> [SHORT TASK] Output everything from the line containing "For the benchmark, mark every instance of the village" down to the line containing "[[13, 291]]", both included, as a Markdown table with the columns No. and Line, leaving out blank lines. Include no other lines.

Labeled-object pointing lines:

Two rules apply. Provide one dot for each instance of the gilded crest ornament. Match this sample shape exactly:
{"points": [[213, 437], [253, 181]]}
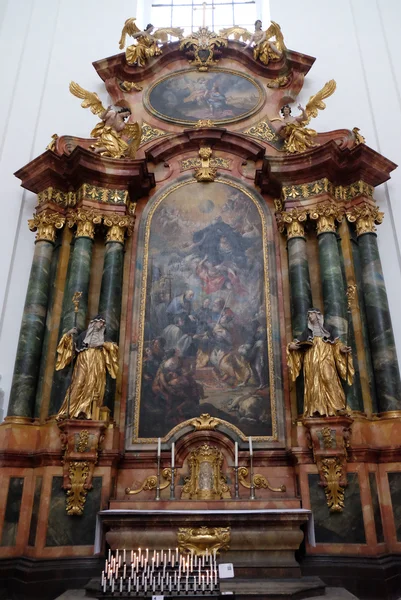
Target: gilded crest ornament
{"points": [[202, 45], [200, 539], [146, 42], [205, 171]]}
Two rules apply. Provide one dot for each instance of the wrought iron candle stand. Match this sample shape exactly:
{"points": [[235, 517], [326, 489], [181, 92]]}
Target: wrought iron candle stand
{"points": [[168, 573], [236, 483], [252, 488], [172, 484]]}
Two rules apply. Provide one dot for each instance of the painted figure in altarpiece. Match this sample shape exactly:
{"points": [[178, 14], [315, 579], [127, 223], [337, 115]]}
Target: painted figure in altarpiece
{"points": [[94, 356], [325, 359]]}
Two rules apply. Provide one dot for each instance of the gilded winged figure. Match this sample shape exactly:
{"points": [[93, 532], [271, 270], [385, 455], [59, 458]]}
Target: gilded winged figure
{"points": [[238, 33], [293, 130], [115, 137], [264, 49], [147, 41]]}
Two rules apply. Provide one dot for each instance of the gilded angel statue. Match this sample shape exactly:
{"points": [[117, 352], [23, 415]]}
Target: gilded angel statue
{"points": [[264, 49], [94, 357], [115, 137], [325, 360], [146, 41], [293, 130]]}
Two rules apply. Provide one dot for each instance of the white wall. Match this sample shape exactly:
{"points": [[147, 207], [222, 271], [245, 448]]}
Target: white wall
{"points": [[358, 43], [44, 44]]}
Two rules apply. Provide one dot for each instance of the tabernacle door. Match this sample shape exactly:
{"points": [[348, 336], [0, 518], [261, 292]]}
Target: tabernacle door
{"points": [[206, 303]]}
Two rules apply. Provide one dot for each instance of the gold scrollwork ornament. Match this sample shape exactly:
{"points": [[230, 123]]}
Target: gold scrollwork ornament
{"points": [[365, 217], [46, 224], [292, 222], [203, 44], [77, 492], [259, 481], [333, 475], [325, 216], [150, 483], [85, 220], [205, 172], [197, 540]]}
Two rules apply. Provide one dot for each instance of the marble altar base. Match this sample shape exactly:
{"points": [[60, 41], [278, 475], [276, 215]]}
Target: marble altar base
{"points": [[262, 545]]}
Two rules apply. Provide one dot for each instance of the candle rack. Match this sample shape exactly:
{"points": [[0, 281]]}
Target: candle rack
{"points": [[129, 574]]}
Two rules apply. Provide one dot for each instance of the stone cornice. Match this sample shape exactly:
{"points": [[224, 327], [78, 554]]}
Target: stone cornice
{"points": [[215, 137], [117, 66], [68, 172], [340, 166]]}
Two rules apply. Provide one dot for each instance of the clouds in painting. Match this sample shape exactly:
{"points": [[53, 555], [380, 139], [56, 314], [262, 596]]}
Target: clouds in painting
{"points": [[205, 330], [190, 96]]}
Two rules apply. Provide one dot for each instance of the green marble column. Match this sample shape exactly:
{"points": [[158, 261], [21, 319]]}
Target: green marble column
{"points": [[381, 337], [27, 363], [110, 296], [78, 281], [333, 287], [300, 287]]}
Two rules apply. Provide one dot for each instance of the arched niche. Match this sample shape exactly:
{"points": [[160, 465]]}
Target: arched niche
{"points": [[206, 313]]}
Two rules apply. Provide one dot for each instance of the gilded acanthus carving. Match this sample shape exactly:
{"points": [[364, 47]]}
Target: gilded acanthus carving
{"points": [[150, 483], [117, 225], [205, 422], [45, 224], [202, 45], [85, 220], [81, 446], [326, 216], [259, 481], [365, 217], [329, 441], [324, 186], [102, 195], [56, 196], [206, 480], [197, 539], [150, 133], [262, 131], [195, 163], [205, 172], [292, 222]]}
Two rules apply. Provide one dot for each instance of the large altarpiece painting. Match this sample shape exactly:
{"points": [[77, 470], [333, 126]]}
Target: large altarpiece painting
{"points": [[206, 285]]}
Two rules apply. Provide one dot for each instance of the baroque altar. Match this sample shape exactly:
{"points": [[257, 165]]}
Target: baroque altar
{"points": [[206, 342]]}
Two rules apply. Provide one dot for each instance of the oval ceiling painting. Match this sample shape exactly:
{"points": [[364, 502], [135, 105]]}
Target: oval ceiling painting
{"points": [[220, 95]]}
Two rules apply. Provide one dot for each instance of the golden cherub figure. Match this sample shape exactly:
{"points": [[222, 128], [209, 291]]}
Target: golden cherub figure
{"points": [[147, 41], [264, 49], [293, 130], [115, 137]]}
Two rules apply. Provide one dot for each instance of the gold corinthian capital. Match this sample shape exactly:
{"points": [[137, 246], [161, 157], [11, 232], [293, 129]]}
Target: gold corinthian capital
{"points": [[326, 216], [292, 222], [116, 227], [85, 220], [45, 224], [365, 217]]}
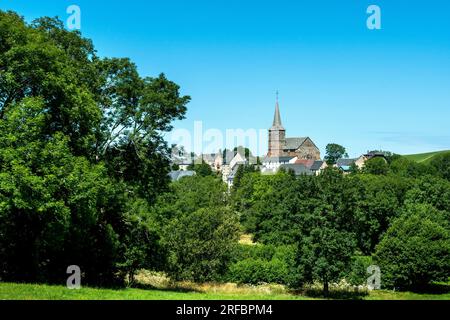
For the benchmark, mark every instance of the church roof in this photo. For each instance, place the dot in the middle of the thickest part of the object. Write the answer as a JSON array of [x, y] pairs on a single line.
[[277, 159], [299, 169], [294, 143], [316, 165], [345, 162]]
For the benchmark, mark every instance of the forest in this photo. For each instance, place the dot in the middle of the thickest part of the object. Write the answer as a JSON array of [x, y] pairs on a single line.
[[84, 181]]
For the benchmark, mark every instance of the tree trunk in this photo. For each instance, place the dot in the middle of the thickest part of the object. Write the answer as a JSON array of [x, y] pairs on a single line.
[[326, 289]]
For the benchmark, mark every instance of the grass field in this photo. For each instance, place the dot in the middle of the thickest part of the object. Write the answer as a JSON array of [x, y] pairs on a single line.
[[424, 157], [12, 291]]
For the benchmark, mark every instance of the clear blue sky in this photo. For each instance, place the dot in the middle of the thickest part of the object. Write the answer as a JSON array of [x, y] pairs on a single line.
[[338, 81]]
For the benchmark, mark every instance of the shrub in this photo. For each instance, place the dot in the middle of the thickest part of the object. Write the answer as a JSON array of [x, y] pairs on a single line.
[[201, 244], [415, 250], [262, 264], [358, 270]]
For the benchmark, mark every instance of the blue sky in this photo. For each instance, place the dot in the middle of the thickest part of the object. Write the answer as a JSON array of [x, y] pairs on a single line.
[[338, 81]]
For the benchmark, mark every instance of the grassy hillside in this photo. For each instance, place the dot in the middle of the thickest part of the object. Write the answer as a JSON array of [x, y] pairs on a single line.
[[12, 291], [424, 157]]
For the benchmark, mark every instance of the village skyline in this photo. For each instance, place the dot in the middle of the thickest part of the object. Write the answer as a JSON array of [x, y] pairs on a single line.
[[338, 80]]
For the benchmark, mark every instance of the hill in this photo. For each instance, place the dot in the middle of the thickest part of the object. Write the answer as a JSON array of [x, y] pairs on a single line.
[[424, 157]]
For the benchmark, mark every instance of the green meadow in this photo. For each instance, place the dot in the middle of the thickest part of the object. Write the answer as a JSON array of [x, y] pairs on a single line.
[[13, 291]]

* * *

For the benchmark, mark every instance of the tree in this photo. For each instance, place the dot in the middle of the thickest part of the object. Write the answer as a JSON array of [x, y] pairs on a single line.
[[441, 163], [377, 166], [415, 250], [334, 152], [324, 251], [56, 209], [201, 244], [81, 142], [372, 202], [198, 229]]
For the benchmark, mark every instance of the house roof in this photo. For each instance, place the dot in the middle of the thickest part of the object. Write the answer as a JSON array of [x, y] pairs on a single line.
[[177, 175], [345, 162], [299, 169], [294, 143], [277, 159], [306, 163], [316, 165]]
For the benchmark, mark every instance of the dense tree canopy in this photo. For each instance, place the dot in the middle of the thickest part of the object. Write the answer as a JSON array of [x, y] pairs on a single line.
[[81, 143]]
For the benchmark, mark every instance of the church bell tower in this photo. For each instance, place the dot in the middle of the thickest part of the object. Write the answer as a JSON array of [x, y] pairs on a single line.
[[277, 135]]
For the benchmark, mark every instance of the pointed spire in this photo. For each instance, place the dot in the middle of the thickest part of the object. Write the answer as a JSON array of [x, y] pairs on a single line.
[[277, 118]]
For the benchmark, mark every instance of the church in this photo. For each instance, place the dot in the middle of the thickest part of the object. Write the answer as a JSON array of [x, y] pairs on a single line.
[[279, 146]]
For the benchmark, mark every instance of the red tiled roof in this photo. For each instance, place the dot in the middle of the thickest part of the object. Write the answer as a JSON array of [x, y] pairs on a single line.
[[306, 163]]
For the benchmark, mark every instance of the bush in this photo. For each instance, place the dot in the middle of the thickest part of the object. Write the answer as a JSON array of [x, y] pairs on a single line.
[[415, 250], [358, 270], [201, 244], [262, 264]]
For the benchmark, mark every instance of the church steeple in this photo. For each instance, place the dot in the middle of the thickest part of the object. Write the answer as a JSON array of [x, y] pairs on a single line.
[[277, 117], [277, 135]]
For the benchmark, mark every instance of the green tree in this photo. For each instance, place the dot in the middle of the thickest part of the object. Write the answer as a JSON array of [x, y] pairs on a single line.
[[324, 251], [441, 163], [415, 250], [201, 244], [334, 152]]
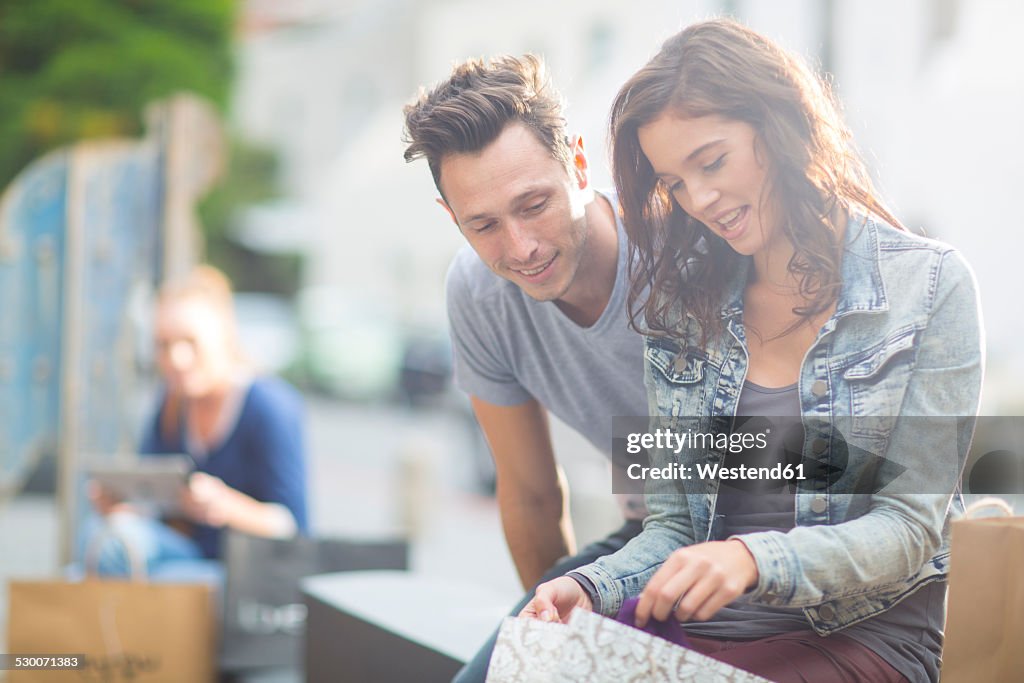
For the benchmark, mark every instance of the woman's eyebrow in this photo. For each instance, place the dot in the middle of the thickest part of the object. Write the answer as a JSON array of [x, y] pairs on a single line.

> [RESULT BELOW]
| No. | Line |
|---|---|
| 1 | For the benchmark, mark every instance of the village skyline in this photo. For each instance, place the dot in the middle of the thickest part of the object. Write the answer as a JSON array of [x, y] pairs on a single line. |
| 2 | [[338, 80]] |
| 3 | For the benchmark, mark every instance of the hill in this photo. For each instance, place the dot in the middle of the thickest part of the object. Write the answer as a JSON array of [x, y] pairs on a single line. |
| 4 | [[424, 157]] |
| 5 | For the benchmark, mark every instance of the green meadow in this photo. For each instance, place the dot in the middle of the thickest part of the object. Write the answer as a JSON array of [x, y] pairs on a single line. |
| 6 | [[13, 291]] |